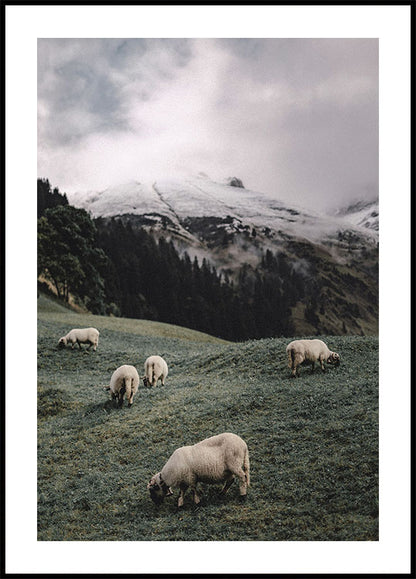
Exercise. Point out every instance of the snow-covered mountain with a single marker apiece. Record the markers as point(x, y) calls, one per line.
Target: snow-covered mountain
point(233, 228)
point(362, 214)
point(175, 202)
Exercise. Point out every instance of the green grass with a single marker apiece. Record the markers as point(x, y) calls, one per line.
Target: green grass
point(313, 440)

··········

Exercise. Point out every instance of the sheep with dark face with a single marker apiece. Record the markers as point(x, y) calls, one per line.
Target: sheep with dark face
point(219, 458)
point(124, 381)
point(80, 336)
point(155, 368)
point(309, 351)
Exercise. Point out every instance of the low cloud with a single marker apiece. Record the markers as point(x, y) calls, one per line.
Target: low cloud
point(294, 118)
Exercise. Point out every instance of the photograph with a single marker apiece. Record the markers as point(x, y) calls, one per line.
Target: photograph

··········

## Written instruction
Repeat the records word for word, from the line with "Exercise. Point out every instance of the green" up to and including the line with "point(313, 440)".

## Result for this task
Exercise. Point out every instance of the green grass with a single marker apiece. Record the markers as point(x, y) calls, one per line.
Target: green grass
point(313, 440)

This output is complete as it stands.